DATA:
=======

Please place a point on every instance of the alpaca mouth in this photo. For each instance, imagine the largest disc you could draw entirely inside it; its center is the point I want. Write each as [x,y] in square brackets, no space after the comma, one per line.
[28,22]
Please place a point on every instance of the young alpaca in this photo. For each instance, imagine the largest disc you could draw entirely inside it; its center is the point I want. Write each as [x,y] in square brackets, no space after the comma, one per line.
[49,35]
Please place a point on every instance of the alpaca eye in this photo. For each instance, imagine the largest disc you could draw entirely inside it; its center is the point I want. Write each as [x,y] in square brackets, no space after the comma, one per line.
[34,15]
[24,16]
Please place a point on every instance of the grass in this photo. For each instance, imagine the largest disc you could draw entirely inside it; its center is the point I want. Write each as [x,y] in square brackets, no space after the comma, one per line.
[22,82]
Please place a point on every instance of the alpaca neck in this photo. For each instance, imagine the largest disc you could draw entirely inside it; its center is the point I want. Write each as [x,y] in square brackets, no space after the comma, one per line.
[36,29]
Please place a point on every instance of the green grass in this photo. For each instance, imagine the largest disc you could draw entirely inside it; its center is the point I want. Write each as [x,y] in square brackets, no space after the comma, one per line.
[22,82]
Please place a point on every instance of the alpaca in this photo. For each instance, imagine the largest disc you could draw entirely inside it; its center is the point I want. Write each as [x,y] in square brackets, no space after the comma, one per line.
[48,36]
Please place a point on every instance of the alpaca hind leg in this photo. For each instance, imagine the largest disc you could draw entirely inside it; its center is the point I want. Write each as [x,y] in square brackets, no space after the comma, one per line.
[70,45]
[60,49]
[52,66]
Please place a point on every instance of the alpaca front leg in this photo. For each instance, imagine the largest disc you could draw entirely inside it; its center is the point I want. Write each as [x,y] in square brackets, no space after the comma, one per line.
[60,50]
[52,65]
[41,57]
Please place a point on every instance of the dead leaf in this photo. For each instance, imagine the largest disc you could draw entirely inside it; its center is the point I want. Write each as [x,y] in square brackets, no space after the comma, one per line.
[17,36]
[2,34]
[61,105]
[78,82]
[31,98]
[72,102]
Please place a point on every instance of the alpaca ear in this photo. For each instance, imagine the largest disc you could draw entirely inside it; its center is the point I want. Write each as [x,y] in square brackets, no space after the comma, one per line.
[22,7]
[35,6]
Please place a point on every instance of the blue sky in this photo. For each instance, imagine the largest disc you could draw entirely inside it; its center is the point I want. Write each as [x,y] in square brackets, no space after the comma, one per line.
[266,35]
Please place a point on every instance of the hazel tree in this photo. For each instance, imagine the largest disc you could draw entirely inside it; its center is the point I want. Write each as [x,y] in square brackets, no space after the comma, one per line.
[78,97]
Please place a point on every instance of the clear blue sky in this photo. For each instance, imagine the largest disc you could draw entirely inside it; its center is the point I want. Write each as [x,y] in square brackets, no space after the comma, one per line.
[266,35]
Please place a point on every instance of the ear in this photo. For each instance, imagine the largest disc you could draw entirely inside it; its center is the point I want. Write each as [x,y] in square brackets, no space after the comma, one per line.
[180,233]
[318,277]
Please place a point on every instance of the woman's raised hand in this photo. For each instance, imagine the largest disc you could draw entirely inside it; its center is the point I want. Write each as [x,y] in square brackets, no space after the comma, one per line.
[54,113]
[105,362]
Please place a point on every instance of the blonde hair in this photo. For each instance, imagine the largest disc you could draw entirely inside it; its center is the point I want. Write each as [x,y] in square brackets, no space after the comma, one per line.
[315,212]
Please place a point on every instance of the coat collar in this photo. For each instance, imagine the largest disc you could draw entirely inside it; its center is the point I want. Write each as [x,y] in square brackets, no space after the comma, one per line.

=======

TASK: The records above need to be duplicated. Keep every word unchanged.

RESPONSE:
Please place a point on every instance of the alpaca mouth in this photo. For each instance, imagine the largest disc you could draw entirely inside it; its center is the point I want. Write each as [x,y] in square brackets, no space after the comma, one per line.
[28,22]
Please place a point on every instance of the young alpaca in this photo. For each instance, imagine the largest disc you could draw entirely inside it; its center is the point I want. Write each as [x,y] in square brackets, no space after the comma, one per line.
[49,35]
Please place a point on every instance of the alpaca eye in this photo. For each instance, imagine the largest disc you could draw entirely inside it; its center is the point I want. Write each as [x,y] in square brackets, no space after the comma, one per line.
[34,15]
[24,16]
Please place a point on every instance of the grass in this photo. For each instance, imagine the largest disc you could draw entirely inside it; its center is the point I want. Write each as [x,y] in square brackets, no space after the comma, one per line.
[22,82]
Please place a point on every instance of the alpaca neck in this photo. For each instance, imagine the largest disc you could draw entirely inside it; its center is the point I want. Write each as [x,y] in square brackets, no space after the comma, one per line.
[36,29]
Please place a point on every instance of the green grass in this photo. For each instance, imagine the largest disc you could draw entirely inside it; its center is the point I want. Write each as [x,y] in square brackets, no space after the comma, one per line.
[22,82]
Please place a point on every instance of the alpaca in this photo. For each instance, imagine the largest disc you could draw entirely inside it; its center is the point I want. Write each as [x,y] in square brackets, no space after the comma, one per line.
[48,36]
Please place a point on every instance of the alpaca hind leg in this photo. For each instance, imagine the largest disc you could draw entirely inside it; its center is the point I want. Write each as [x,y] in square brackets, no space after the comma, one per line.
[70,45]
[60,49]
[52,66]
Please place a point on every instance of the alpaca front leg in this photo. For each instance, imagine the largest disc you could draw entirely inside it; its center is the point I want. Write each as [x,y] in square brackets, no space after the comma, one per line.
[60,50]
[52,65]
[41,57]
Please place a point on every instance of the dead leaf in this photo. For each instance, imagine the largest disc you could draw entirely inside it; its center is the point I want. Write each as [x,y] in square brackets, no space after the comma, one per line.
[17,36]
[2,34]
[61,105]
[78,82]
[31,98]
[72,102]
Please place a point on every instance of the alpaca ear in this photo. For each instance, imagine the largest disc you could draw entirely inside it; its center is the point I want. Write each as [x,y] in square brackets, no space after the comma, one per line.
[22,7]
[35,6]
Please place a point on every instance of the blue sky in this photo. For each instance, imagine the largest disc you could draw entirely inside it; its center is the point I want. Write each as [x,y] in square brackets, no space after the comma, one per line.
[266,35]
Please place a point on every instance of the hazel tree in this photo. For each instance, imagine the largest disc you could draw entirely inside it; its center is the point I want. Write each as [x,y] in square brackets, no space after the comma, one per line.
[78,97]
Please place a point on every instance of the clear blue sky in this photo. For each instance, imagine the largest disc you could draw entirely inside it; its center is the point I want. Write each as [x,y] in square brackets, no space after the comma, one per line.
[266,35]
Please place a point on every instance of the ear in this photo. For each instance, imagine the largest disc you could draw entirely inside it; its center is the point I want. Write each as [x,y] in square brackets, no space after the comma, one per line.
[180,233]
[318,277]
Please place a point on every instance of the woman's raised hand in this photo. For each instance, imagine the largest disc you could draw entirely inside it; its center is the point I want. Write each as [x,y] in square brackets, no space after the comma, one per line.
[54,113]
[105,362]
Please place a point on every instance of the blonde hair in this photo. For each instance, imagine the largest disc you could draw entirely inside it; its center is the point I want. Write each as [x,y] in square brackets, no space after the comma, one per line.
[315,212]
Please place a point on every instance of the coat collar in this photo. For each instance, imagine the largest disc you could draw entirely inside it; its center is the point I want. Write each as [x,y] in square brackets, no space after the comma, one per line.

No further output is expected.